You know how girls who are trying to lose weight tape pictures of sleek, gorgeous models to the fridge? I want a huge photo of Anjelica Huston, in “Smash,” on my wall, to remind me of what to aspire to.
Anjelica Huston is 68. And yeah, maybe she’s had some work done. And yeah, her hair is not its natural color. And yeah, she is wearing a lot of makeup. (Actually, that’s maybe my only complaint—all the makeup. I can tell that she’d be stunning without it.) But even with it, and the dyed hair, and the possible tweaking that seems inevitable for women over the age of 40 on television, she is still undeniably different. She is still strikingly unique. No one else looks even close to anything like her. And instead of letting this be a weakness, she makes it her signature. She makes it her strength. Instead of disappearing into the crowd, she stands at the middle of it and shouts until everyone turns to pay attention. And all eyes stay on her. Her look refuses to be typical. It refuses to be “appropriate.” And her character on “Smash” fits her look perfectly. She is Eileen Rand, a brash, determined producer who emerges from her wealthy, philandering ex-husband’s shadow to take the reins and put on a play that she thinks will sweep Broadway.

Source data |
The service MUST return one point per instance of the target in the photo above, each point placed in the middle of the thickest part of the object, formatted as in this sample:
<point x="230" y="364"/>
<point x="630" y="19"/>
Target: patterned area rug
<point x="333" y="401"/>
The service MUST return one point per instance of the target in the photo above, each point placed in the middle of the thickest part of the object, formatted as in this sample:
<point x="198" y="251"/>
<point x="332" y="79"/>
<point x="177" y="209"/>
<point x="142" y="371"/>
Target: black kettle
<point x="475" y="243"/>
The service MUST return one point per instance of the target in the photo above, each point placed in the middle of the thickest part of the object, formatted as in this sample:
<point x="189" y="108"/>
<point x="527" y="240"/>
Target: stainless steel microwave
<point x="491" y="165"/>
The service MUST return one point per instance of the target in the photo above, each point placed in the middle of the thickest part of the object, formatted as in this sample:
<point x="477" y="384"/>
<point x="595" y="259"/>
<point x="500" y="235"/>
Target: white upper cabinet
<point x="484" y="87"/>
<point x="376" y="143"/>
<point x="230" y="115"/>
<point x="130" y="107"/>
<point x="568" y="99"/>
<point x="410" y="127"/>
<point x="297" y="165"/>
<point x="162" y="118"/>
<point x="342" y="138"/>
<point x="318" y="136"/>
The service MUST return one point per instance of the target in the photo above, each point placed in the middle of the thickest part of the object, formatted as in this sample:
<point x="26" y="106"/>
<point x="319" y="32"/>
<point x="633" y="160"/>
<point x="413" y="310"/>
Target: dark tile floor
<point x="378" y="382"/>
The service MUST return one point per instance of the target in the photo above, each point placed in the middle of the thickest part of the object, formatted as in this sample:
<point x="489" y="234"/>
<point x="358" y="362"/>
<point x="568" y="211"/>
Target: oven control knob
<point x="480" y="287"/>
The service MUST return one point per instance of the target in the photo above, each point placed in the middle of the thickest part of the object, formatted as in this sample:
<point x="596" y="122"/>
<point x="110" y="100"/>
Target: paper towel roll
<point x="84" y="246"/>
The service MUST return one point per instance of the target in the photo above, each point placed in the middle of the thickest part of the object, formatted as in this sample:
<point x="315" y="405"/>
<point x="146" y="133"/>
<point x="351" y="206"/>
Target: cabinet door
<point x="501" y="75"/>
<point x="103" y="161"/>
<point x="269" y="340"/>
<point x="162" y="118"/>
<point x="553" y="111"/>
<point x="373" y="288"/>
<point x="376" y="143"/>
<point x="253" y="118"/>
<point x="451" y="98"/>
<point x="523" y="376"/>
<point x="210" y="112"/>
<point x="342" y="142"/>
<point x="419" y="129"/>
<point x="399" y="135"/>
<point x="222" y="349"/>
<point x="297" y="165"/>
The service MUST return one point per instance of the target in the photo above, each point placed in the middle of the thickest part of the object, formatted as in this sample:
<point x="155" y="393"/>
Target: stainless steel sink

Exercise directions | Could you copy out the passage about Anjelica Huston in "Smash" in full, word for word?

Response area |
You know how girls who are trying to lose weight tape pictures of sleek, gorgeous models to the fridge? I want a huge photo of Anjelica Huston, in “Smash,” on my wall, to remind me of what to aspire to.
Anjelica Huston is 68. And yeah, maybe she’s had some work done. And yeah, her hair is not its natural color. And yeah, she is wearing a lot of makeup. (Actually, that’s maybe my only complaint—all the makeup. I can tell that she’d be stunning without it.) But even with it, and the dyed hair, and the possible tweaking that seems inevitable for women over the age of 40 on television, she is still undeniably different. She is still strikingly unique. No one else looks even close to anything like her. And instead of letting this be a weakness, she makes it her signature. She makes it her strength. Instead of disappearing into the crowd, she stands at the middle of it and shouts until everyone turns to pay attention. And all eyes stay on her. Her look refuses to be typical. It refuses to be “appropriate.” And her character on “Smash” fits her look perfectly. She is Eileen Rand, a brash, determined producer who emerges from her wealthy, philandering ex-husband’s shadow to take the reins and put on a play that she thinks will sweep Broadway.